→ DATA TO PROCESS
──────────────────────────────

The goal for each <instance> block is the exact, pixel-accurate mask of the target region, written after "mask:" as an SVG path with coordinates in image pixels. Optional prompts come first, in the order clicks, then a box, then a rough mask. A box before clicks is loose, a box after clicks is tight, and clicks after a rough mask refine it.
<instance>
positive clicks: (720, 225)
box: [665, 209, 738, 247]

──────────────────────────────

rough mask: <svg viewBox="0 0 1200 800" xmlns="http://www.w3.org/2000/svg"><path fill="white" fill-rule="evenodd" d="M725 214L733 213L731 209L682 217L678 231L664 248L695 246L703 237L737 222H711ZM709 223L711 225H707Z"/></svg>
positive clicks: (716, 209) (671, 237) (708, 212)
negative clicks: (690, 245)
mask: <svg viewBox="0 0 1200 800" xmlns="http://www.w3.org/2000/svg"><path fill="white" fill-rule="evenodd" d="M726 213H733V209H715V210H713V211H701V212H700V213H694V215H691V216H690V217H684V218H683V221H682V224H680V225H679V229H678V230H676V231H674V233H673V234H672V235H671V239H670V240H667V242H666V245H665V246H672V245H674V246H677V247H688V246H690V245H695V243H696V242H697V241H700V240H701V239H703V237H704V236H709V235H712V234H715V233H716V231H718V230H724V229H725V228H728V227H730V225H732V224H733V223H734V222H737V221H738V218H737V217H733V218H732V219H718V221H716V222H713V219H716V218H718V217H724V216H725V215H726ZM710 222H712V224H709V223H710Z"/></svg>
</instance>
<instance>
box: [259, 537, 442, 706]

──────────────────────────────

→ TASK DIRECTIONS
Render the record lines above, from the line holding "The goal for" through the line holding "box: [665, 209, 738, 247]", inclusive, as a JSON list of strings with one string per line and blank lines left out.

→ TASK SOLUTION
[
  "The goal for each <instance> block is the exact, pixel-accurate mask of the target region, written after \"mask:\" as an SVG path with coordinates in image pixels. Optional prompts come first, in the order clicks, then a box, then a rough mask. A box before clicks is loose, a box after clicks is tight, and clicks after a rough mask refine it.",
  "<instance>",
  "positive clicks: (720, 225)",
  "box: [665, 209, 738, 247]"
]